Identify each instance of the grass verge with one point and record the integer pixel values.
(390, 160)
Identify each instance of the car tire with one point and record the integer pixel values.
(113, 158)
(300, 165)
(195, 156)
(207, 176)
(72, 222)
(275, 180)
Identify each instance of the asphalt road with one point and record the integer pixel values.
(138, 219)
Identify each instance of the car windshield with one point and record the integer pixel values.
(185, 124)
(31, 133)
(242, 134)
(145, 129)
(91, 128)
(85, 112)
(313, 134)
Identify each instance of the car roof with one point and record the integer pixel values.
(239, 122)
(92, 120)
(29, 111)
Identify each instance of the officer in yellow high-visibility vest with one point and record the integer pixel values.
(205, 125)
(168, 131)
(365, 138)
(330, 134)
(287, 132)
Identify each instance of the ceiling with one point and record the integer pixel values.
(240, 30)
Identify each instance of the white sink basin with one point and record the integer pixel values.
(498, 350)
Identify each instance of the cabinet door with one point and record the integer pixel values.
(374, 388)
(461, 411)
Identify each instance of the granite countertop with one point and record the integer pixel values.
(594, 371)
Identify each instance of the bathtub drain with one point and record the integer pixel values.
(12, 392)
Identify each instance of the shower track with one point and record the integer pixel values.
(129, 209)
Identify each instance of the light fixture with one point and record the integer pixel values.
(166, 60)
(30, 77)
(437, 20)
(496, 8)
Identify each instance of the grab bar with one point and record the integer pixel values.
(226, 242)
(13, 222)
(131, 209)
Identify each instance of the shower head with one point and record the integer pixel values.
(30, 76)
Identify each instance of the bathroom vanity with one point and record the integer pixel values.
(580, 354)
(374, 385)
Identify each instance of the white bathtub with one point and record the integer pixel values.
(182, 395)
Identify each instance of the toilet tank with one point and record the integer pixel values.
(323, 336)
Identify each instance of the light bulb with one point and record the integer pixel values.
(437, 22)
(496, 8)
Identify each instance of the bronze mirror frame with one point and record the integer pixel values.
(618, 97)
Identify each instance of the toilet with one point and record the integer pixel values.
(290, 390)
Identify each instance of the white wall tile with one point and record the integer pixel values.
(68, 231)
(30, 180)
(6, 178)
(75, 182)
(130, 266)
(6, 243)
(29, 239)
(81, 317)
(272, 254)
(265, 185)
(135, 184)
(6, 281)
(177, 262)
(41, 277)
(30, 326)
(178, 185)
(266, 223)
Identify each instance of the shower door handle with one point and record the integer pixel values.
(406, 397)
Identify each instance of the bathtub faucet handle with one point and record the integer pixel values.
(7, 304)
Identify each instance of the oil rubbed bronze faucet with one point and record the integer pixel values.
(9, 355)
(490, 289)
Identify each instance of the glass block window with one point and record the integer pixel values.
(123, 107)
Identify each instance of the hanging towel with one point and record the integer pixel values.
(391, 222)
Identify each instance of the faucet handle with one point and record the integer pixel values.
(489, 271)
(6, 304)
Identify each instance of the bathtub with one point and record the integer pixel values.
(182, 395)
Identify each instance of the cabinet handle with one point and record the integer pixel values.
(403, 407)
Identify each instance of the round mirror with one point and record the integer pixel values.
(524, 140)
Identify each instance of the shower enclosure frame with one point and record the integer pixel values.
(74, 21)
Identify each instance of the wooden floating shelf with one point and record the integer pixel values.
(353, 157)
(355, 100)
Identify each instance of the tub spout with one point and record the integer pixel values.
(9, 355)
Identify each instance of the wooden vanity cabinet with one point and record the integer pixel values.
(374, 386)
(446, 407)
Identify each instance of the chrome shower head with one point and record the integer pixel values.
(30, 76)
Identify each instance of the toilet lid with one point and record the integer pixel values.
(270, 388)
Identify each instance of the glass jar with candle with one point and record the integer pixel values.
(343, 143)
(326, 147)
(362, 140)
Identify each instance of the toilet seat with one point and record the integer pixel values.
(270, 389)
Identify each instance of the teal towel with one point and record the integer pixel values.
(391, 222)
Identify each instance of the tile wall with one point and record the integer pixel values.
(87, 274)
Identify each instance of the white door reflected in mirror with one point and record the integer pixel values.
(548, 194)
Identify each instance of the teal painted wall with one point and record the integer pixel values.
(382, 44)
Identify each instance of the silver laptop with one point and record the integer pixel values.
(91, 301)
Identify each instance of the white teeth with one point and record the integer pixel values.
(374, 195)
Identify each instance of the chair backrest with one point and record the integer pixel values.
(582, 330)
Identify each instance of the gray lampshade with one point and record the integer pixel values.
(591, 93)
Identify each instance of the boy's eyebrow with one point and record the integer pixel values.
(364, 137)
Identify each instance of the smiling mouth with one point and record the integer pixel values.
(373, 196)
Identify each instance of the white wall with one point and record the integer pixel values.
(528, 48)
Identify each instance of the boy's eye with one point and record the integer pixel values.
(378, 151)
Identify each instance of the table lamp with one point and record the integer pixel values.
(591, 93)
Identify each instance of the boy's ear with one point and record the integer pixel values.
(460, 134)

☆ ☆ ☆ ☆ ☆ ☆ ☆

- _Exercise brief_
Reproduce all of the records precisely. No word may differ.

- _Reply_
Identify each instance of the grass verge with one point and record the integer pixel values.
(390, 160)
Identify each instance of the car tire with one point and record the integer pixel values.
(113, 158)
(300, 165)
(195, 156)
(207, 176)
(72, 222)
(275, 180)
Identify each instance of the asphalt road with one point and record the integer pixel values.
(138, 219)
Identify each instance of the car windshield with one point and record the integer pixel values.
(185, 124)
(31, 133)
(242, 134)
(145, 129)
(91, 128)
(85, 112)
(313, 134)
Identify each instance of the car roof with one point and record the integer pixel values.
(239, 122)
(92, 120)
(29, 111)
Identify each instance of the officer in yellow high-visibility vest with one point and record the integer pixel values.
(205, 125)
(168, 131)
(365, 138)
(330, 134)
(287, 132)
Identify each instance of the ceiling with one point and record the integer pixel values.
(240, 30)
Identify each instance of the white sink basin with one point and record the integer pixel values.
(498, 350)
Identify each instance of the cabinet door with one point and record the integer pixel values.
(374, 388)
(461, 411)
Identify each instance of the granite countertop with one point and record the integer pixel values.
(594, 371)
Identify each instance of the bathtub drain with one point and record the integer pixel values.
(12, 392)
Identify each instance of the shower track with one point and record the integer pixel values.
(129, 209)
Identify each instance of the light fixture with one point and record the integer pixel values.
(166, 60)
(30, 77)
(437, 20)
(496, 8)
Identify each instance of the grab bar with one point and record the integer pixel values.
(226, 242)
(13, 222)
(131, 209)
Identify each instance of the shower head with one point and record the integer pixel values.
(30, 76)
Identify each instance of the bathroom vanity with one point and record the integer pixel values.
(580, 354)
(374, 385)
Identify each instance of the white bathtub with one point and record the integer pixel values.
(182, 395)
Identify each instance of the toilet tank with one point and record the integer pixel values.
(323, 336)
Identify each instance of the light bulb with one point and record the integer pixel values.
(437, 22)
(496, 8)
Identify each instance of the bronze mirror frame with one point and record the integer pixel values.
(618, 97)
Identify each instance of the toilet with one point and record the integer pixel values.
(290, 390)
Identify each instance of the white wall tile with one point and record the integer pixel values.
(68, 231)
(30, 180)
(6, 178)
(75, 182)
(130, 266)
(6, 243)
(29, 239)
(81, 317)
(272, 254)
(265, 185)
(135, 184)
(6, 281)
(177, 262)
(41, 277)
(30, 326)
(178, 185)
(266, 223)
Identify each instance of the shower door handle with one point and record the integer pixel values.
(406, 397)
Identify each instance of the bathtub faucet handle with one point and record the integer pixel values.
(7, 304)
Identify each instance of the oil rubbed bronze faucet with one point and record the integer pixel values.
(9, 355)
(490, 289)
Identify each instance of the glass block window with one point and record the integer pixel values.
(123, 107)
Identify each instance of the hanging towel with one point and record the integer pixel values.
(391, 222)
Identify each instance of the faucet handle with one point and record the integer pixel values.
(489, 271)
(6, 304)
Identify each instance of the bathtub with one point and record the integer pixel values.
(182, 395)
Identify each instance of the cabinet handle with one point and record the integer pixel values.
(403, 407)
Identify each instance of the round mirror with one point and record the integer pixel values.
(524, 140)
Identify each instance of the shower enclosure frame with one point and record the integer pixel values.
(74, 21)
Identify each instance of the wooden floating shelf with one point and record the integer pixel values.
(353, 157)
(355, 100)
Identify each instance of the tub spout with one point and record the integer pixel values.
(9, 355)
Identify each instance of the wooden vanity cabinet with one point and record the integer pixel values.
(374, 386)
(446, 407)
Identify each instance of the chrome shower head with one point and record the integer pixel values.
(30, 76)
Identify each instance of the toilet lid with one point and record the integer pixel values.
(270, 388)
Identify each instance of the glass jar with candle with one point and record the integer pixel values.
(343, 143)
(326, 147)
(362, 140)
Identify each instance of the toilet seat with one point and record the integer pixel values.
(270, 389)
Identify each instance of the teal towel with one point and record the integer pixel values.
(391, 222)
Identify each instance of the tile wall with one point and record the integer pixel values.
(87, 274)
Identify each instance of the white door reflected in mirror with one point and record the integer pixel values.
(548, 194)
Identify each instance of the teal painted wall with one point and record the integer pixel values.
(382, 44)
Identify each instance of the silver laptop with one point and record the integer pixel values.
(91, 301)
Identify each instance of the white teeth with one point and record the integer pixel values.
(374, 195)
Identify each instance of the chair backrest with one point and record the integer pixel values.
(582, 330)
Identify each instance of the gray lampshade with one point and record the integer pixel values.
(591, 93)
Identify each instance of the boy's eyebrow with one point and record the integer pixel values.
(364, 137)
Identify each instance of the smiling mouth with one point and record the integer pixel values.
(373, 196)
Identify each instance of the white wall with one point and record the integer pixel values.
(528, 48)
Identify each instance of the boy's eye with one point and record the integer pixel values.
(378, 151)
Identify each instance of the table lamp with one point and record the integer pixel values.
(591, 93)
Identify each instance of the boy's ear with one point and record the integer pixel values.
(460, 134)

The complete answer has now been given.